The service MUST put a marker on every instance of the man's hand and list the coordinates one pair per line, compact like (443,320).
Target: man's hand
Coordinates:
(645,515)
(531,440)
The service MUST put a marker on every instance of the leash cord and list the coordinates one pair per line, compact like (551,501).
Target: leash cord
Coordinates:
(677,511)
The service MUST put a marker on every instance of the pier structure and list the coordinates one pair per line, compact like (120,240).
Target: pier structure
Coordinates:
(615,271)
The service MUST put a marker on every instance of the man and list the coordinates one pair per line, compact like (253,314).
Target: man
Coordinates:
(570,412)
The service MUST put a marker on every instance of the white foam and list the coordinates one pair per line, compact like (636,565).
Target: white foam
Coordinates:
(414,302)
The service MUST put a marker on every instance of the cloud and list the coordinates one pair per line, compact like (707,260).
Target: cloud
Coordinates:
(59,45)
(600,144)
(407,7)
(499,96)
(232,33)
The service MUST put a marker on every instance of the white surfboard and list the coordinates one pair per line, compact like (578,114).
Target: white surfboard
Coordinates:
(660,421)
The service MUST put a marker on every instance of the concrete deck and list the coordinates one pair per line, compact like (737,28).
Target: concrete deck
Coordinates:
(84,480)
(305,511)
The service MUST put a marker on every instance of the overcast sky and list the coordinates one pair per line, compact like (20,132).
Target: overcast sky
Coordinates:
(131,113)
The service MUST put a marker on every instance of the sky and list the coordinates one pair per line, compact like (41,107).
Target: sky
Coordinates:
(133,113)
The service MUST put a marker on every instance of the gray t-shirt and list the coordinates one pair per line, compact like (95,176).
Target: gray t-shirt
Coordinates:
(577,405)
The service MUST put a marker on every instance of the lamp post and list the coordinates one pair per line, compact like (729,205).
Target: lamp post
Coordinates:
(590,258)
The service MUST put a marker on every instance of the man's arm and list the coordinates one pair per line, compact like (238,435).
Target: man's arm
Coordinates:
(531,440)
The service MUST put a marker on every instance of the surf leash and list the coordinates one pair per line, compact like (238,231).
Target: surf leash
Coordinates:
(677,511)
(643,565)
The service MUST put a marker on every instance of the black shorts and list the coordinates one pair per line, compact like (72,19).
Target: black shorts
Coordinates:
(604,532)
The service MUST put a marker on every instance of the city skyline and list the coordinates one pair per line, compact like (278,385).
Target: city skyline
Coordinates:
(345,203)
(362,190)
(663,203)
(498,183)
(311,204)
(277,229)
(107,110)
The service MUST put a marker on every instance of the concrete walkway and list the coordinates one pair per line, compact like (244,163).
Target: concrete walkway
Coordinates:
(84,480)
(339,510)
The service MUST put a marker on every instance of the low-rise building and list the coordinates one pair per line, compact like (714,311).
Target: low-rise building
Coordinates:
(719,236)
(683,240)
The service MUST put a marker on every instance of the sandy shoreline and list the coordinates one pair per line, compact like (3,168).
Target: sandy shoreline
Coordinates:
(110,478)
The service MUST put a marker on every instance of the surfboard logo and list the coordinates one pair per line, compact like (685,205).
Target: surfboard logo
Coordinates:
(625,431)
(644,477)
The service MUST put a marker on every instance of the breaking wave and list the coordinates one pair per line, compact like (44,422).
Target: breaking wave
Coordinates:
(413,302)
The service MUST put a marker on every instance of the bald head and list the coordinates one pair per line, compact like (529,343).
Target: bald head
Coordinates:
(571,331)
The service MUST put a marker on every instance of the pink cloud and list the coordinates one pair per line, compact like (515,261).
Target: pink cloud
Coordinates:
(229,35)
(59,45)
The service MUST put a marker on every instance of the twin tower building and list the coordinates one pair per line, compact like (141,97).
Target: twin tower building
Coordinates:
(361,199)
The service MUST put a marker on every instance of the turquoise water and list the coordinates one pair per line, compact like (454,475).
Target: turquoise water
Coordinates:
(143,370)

☆ ☆ ☆ ☆

* _Problem to solve_
Output exactly, and only, the lines running from the one that contains "compact like (3,168)." through the last line of the entries above.

* _Result of the task_
The service MUST put a marker on every instance of the sandy shoreline and list the coordinates one pair per line, compact like (3,168).
Target: sandy shoreline
Coordinates:
(110,478)
The service MUST put a marker on every instance of the surfboard logo and list the coordinates one pair per line, compact like (685,205).
Target: surfboard logo
Coordinates:
(625,431)
(644,477)
The service MUST put a marker on every instance of the breaking wave and list the coordinates one pair per line, compact like (44,422).
Target: breaking wave
Coordinates:
(413,302)
The service MUST put a marker on every instance of the bald head and list the coordinates one pair per line, compact like (529,343).
Target: bald head
Coordinates:
(571,331)
The service MUST put a marker on every instance of the pink cloud and list the coordinates one pair per line, compact like (515,261).
Target: pink cloud
Coordinates:
(229,35)
(59,45)
The service MUST put a marker on every instance of the twin tower building and list the coordinates one pair per line, compact like (141,97).
Target: twin tower building
Coordinates:
(361,199)
The service MUST put a marker on every instance of the turquoise water and list the coordinates one pair per line, compact like (454,475).
Target: turquoise water
Coordinates:
(143,370)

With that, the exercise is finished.